- **Task description**
Only lines containing the string "below" belong in the answer; copy all of them from the entries.

- **Recorded information**
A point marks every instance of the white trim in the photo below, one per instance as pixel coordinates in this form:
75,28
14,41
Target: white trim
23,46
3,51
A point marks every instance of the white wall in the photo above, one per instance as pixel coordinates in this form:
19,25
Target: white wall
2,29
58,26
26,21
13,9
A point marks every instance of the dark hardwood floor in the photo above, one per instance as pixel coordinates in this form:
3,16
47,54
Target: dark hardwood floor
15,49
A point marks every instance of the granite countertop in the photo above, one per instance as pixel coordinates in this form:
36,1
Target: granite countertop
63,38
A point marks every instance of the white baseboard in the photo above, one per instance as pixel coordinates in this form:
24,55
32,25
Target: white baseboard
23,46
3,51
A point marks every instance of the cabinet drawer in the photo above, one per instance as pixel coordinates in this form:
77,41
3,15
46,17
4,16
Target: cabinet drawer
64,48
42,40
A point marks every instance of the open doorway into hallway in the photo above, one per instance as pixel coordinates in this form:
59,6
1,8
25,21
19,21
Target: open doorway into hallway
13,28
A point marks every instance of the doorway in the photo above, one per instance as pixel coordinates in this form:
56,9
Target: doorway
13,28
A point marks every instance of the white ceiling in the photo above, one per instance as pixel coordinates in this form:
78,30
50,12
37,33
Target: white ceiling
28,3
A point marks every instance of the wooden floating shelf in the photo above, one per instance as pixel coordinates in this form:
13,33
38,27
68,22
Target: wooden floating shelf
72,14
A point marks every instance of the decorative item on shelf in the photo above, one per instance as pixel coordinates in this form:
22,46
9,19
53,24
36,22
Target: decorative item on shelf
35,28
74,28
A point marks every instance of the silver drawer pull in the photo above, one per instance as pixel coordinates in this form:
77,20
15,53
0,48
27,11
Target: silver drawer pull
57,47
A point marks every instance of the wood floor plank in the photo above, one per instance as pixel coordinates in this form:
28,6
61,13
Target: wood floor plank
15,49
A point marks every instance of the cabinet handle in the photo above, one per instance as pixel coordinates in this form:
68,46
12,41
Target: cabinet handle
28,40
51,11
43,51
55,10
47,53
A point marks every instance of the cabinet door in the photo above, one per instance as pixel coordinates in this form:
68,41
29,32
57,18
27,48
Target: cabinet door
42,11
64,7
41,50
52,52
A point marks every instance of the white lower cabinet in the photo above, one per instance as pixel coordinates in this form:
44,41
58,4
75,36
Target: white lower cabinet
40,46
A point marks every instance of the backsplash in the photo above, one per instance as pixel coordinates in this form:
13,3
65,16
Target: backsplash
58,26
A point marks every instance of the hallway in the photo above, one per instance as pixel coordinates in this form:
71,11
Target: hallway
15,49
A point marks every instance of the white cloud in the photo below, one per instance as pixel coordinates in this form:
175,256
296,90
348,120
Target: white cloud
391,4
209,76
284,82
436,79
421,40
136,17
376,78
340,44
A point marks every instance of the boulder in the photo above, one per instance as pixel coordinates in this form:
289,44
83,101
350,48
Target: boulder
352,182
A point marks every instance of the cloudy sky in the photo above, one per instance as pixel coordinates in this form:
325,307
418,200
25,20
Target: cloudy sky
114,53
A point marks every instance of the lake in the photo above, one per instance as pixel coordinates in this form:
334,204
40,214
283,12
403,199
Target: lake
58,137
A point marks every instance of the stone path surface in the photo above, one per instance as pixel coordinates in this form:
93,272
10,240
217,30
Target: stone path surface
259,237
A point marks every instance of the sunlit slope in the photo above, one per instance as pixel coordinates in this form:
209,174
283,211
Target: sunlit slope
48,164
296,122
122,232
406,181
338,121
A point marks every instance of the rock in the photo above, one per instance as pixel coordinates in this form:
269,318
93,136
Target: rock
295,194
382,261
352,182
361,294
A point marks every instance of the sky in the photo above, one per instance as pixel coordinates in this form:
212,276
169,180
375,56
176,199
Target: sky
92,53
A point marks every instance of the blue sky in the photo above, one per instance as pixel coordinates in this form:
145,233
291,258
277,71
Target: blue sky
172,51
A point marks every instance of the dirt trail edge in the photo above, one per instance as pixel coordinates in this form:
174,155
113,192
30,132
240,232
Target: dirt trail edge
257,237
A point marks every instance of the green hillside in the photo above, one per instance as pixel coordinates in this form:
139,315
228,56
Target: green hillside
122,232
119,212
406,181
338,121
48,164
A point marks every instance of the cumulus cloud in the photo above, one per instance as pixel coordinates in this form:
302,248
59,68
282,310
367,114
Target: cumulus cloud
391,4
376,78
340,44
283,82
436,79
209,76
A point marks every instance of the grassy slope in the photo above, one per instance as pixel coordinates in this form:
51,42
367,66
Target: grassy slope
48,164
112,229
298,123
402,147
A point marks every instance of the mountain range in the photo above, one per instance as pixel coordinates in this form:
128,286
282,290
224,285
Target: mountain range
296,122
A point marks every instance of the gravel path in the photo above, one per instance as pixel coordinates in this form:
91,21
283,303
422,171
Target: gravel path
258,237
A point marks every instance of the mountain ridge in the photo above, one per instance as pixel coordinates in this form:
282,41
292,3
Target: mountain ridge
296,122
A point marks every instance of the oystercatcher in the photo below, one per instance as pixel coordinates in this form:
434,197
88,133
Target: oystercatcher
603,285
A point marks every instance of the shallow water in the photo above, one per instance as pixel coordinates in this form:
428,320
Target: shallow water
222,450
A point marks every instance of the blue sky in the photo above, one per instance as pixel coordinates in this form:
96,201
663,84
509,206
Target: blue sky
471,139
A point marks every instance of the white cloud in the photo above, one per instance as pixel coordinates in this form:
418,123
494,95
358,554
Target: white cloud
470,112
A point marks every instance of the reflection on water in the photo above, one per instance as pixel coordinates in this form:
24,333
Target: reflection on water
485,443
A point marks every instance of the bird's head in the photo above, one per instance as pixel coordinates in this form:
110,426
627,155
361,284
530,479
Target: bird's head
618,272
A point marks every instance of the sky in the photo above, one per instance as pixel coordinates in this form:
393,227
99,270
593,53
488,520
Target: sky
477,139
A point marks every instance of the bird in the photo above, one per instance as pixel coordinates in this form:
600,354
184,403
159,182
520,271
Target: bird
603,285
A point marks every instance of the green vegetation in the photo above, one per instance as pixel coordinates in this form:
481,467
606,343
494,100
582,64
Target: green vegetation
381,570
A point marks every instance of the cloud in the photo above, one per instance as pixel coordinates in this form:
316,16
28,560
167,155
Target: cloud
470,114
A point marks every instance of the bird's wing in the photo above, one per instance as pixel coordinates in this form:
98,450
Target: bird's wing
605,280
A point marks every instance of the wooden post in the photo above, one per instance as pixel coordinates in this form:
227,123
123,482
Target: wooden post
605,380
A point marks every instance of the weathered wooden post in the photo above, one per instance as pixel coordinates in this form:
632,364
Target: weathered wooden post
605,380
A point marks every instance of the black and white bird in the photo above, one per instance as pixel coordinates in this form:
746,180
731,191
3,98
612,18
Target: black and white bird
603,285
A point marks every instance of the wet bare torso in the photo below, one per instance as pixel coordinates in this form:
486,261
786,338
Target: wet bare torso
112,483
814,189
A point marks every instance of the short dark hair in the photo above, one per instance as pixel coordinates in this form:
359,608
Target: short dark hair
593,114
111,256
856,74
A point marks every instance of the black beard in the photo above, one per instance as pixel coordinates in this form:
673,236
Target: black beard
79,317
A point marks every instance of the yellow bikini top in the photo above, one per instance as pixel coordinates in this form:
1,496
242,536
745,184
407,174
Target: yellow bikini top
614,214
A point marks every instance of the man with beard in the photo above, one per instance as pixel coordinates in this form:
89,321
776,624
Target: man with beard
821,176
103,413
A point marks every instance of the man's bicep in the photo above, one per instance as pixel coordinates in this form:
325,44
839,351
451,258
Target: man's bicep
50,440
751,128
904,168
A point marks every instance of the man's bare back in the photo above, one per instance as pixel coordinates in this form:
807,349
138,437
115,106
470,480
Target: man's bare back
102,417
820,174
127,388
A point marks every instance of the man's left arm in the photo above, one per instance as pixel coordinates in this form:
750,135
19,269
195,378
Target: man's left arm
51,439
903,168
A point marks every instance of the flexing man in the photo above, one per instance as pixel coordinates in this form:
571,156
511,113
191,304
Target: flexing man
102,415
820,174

- **Exercise solution**
A point marks every instance of the white trim in the photo below, one per instance as pixel coordinates in this form:
A point marks every instance of the white cloud in the photo below, one per instance as pixel coordinates in this form:
A point marks every instance of the oystercatcher in the photo below, one per instance as pixel coordinates in this form:
A point marks every instance of the wet bare torso in the photo below, one per instance as pixel coordinates in this form:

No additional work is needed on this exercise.